• [Exercise instructions]: Output the full material exactly as it appears here.

** START Extracted information **

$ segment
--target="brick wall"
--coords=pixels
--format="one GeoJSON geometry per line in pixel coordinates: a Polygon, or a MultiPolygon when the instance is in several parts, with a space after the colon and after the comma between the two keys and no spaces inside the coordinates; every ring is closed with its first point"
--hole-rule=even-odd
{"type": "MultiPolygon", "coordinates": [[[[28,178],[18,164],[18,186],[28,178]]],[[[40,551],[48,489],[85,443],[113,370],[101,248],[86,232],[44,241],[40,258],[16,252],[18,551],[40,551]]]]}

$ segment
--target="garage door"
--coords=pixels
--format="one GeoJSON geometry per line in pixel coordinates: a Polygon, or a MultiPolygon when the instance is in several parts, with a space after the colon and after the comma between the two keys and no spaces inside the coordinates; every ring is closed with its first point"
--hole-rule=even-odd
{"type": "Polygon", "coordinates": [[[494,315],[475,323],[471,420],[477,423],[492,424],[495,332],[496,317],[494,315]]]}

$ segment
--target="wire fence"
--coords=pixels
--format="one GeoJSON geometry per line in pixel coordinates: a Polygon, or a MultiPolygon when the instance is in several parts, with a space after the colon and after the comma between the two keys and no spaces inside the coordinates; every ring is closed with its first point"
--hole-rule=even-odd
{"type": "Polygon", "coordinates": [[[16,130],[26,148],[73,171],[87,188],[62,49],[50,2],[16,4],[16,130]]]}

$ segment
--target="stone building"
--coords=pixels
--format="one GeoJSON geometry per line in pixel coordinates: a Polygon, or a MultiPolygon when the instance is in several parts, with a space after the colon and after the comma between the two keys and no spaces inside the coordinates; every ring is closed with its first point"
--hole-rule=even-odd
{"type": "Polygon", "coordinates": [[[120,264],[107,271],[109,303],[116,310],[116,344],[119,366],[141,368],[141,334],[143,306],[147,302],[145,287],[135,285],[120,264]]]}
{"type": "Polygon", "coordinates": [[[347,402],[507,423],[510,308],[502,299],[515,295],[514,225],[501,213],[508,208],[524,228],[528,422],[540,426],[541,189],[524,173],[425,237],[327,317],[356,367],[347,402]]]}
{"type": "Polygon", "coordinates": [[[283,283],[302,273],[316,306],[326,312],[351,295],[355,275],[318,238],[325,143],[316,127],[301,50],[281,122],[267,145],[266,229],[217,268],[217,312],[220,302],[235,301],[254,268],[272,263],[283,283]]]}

** END Extracted information **

• [Full answer]:
$ segment
--target="brick wall"
--coords=pixels
--format="one GeoJSON geometry per line in pixel coordinates: a Polygon, or a MultiPolygon when the instance is in several parts, with a space after the colon and after the comma between the two keys and no spaces inside the coordinates; every ring is closed with its first point"
--hole-rule=even-odd
{"type": "MultiPolygon", "coordinates": [[[[28,178],[18,164],[18,186],[28,178]]],[[[40,551],[48,489],[85,443],[113,370],[101,248],[86,232],[44,241],[40,258],[16,252],[18,551],[40,551]]]]}

$ segment
--target="garage door"
--coords=pixels
--format="one GeoJSON geometry per line in pixel coordinates: a Polygon, or a MultiPolygon when the instance is in several parts, with a space after the colon and after the comma between the two keys and no spaces inside the coordinates; every ring is closed with its first point"
--hole-rule=even-odd
{"type": "Polygon", "coordinates": [[[494,315],[475,323],[471,420],[477,423],[492,424],[495,332],[496,317],[494,315]]]}

$ segment
--target="wire fence"
--coords=pixels
--format="one GeoJSON geometry per line in pixel coordinates: a Polygon, or a MultiPolygon when the instance is in several parts, with a space after the colon and after the comma between the two keys and no spaces inside the coordinates; every ring is closed with its first point"
--hole-rule=even-odd
{"type": "Polygon", "coordinates": [[[16,130],[26,148],[73,171],[87,188],[62,49],[50,2],[16,4],[16,130]]]}

$ segment
--target="stone building"
--coords=pixels
--format="one GeoJSON geometry per line in pixel coordinates: a Polygon, or a MultiPolygon when the instance is in several parts, with a space after the colon and after the comma between the two keys and no spaces inside the coordinates; every ring is closed with its first point"
--hole-rule=even-odd
{"type": "Polygon", "coordinates": [[[120,264],[107,271],[109,303],[116,310],[116,344],[119,366],[141,368],[141,334],[143,306],[147,302],[145,287],[135,285],[120,264]]]}
{"type": "Polygon", "coordinates": [[[347,402],[507,423],[510,308],[502,299],[515,295],[514,225],[501,213],[508,208],[524,228],[528,422],[540,426],[541,189],[524,173],[425,237],[327,317],[356,367],[347,402]]]}
{"type": "Polygon", "coordinates": [[[283,283],[302,273],[316,306],[326,312],[351,295],[355,275],[318,238],[325,143],[316,127],[301,50],[281,122],[267,145],[266,229],[217,268],[217,312],[220,302],[235,301],[254,268],[272,263],[283,283]]]}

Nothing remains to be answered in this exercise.